• _WHAT IS EXPECTED_
In the entries below, find the lines that contain the word "lakebed" and copy them.

• _DATA FOR PROCESSING_
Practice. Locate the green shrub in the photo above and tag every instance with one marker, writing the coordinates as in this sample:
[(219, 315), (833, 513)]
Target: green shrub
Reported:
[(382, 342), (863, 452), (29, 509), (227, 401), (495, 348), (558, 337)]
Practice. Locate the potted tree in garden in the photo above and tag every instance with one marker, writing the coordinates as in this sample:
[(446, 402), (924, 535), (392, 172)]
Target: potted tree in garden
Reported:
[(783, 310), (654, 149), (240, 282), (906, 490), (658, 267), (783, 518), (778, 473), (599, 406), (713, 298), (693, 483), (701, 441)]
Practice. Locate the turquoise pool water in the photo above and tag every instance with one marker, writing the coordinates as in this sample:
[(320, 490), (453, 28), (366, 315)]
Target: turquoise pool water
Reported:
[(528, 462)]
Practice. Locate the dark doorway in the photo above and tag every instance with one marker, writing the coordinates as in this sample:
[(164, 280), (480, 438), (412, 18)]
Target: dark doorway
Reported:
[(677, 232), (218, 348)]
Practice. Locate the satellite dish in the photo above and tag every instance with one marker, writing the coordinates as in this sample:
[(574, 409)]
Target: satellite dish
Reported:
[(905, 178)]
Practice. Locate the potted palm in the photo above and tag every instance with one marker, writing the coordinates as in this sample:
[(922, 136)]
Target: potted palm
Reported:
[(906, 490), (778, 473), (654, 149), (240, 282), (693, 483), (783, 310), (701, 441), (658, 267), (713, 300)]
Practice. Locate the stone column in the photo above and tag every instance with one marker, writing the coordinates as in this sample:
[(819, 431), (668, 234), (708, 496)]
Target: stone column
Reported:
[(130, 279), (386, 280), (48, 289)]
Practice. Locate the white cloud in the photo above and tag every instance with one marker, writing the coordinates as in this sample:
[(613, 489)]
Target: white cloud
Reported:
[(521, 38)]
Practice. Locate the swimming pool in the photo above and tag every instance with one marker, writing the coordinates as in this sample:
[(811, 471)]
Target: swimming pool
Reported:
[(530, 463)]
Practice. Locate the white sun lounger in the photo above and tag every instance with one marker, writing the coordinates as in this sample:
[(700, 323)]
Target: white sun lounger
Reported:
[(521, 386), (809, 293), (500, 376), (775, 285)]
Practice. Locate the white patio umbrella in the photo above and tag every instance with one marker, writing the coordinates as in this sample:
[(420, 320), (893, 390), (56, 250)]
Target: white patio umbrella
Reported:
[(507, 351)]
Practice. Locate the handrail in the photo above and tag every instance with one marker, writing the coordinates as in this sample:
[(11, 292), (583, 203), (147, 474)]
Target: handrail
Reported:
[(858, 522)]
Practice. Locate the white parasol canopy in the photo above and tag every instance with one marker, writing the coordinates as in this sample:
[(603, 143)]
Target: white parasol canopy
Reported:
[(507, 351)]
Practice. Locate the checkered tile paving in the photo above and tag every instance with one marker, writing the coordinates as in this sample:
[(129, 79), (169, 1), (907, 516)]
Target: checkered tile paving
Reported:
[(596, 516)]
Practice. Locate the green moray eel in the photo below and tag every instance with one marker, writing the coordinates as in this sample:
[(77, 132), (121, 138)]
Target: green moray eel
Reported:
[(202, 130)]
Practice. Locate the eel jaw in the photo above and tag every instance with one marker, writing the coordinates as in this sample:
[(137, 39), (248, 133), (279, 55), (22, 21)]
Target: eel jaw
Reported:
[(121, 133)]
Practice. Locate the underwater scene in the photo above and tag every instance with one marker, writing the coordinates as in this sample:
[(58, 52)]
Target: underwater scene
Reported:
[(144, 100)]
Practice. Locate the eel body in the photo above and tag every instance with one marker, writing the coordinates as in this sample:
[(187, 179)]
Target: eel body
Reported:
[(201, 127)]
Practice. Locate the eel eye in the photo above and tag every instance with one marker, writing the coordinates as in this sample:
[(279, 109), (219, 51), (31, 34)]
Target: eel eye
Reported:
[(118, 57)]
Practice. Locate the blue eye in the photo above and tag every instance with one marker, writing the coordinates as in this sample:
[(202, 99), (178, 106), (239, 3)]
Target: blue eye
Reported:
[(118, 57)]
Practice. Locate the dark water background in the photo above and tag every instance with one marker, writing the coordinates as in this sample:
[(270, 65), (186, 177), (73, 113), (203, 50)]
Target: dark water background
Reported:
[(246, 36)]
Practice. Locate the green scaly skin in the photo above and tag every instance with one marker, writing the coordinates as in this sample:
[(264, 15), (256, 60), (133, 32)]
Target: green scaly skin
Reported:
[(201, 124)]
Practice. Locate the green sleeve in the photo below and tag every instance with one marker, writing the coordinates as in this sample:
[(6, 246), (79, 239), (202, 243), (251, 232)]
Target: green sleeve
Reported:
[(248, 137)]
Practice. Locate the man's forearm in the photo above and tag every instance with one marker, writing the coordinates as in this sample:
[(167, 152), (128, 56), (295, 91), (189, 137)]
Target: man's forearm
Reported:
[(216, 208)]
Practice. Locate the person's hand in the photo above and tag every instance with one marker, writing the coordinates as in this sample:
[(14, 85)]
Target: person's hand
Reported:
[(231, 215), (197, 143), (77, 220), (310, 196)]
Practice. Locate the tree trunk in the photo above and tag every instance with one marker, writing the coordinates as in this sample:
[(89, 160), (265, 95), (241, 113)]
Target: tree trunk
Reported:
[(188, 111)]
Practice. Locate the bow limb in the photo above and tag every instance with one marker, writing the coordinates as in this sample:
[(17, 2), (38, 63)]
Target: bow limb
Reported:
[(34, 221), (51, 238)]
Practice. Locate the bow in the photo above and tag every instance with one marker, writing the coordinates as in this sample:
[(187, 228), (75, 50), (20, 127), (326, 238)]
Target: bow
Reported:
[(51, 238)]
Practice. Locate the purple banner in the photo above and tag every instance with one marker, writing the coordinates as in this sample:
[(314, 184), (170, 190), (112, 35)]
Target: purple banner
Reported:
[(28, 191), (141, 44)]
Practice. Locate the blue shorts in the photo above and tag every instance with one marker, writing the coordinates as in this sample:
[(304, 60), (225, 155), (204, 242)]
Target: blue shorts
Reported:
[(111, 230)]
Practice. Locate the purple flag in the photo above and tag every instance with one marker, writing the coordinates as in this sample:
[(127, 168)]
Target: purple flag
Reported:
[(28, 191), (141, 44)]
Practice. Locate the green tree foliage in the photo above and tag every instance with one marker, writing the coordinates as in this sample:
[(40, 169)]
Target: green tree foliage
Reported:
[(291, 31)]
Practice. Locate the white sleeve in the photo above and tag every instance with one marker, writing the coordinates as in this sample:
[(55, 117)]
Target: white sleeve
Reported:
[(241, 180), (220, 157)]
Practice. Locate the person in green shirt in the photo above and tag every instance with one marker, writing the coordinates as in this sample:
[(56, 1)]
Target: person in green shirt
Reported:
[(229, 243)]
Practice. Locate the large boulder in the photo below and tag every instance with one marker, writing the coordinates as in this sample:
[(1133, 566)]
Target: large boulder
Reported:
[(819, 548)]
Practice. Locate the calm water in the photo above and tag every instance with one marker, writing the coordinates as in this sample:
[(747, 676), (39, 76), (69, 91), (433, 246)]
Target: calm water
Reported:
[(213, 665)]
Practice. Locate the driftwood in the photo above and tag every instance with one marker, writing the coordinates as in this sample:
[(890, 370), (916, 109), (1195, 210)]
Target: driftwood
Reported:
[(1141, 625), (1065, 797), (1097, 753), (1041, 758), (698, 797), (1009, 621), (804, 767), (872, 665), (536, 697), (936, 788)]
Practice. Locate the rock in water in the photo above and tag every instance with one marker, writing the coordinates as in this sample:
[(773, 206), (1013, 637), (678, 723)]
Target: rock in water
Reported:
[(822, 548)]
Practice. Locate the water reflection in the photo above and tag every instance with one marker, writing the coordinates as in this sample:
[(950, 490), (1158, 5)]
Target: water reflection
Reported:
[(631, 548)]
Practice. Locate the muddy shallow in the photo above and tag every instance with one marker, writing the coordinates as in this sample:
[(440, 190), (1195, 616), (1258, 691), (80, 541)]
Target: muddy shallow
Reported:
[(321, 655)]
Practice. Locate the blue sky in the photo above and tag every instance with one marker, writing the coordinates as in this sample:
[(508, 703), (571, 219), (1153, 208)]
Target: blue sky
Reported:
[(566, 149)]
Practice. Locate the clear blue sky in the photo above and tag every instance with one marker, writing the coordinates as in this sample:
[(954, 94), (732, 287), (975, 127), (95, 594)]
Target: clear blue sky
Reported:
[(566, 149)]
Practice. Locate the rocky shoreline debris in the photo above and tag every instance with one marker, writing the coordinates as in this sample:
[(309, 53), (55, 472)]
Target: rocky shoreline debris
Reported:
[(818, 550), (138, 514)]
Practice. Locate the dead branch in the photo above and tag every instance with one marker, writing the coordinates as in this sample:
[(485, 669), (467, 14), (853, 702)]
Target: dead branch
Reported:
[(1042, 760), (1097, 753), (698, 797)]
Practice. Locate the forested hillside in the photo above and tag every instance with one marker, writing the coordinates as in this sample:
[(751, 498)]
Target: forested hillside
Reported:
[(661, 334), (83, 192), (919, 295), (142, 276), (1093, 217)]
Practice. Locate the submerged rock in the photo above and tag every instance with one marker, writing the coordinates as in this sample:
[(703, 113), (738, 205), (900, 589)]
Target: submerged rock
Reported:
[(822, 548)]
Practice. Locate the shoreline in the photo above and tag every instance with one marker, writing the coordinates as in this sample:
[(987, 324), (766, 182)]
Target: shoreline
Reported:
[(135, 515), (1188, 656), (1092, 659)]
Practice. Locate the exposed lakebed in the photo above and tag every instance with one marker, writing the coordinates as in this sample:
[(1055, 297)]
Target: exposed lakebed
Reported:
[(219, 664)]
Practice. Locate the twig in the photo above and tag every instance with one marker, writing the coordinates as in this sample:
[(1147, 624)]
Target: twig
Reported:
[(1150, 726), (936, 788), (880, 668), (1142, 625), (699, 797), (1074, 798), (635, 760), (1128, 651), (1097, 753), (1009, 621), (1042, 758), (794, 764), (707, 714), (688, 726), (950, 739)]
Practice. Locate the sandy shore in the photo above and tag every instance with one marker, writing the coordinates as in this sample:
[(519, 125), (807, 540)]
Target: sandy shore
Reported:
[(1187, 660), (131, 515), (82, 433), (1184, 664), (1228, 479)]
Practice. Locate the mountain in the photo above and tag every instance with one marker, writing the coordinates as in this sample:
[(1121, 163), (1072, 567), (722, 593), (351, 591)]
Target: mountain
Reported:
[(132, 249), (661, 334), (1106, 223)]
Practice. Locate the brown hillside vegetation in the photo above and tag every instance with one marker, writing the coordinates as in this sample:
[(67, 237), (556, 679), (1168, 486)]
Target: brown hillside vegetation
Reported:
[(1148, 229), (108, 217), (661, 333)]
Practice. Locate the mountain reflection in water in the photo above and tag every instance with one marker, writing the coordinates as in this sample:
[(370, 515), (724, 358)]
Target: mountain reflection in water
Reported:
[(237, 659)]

• _ANSWER TO THE EXERCISE_
Practice. Locate the exposed lakebed in the photo above and tag every instance with one marker, writing the coordinates as in this sample:
Target: exposed lakebed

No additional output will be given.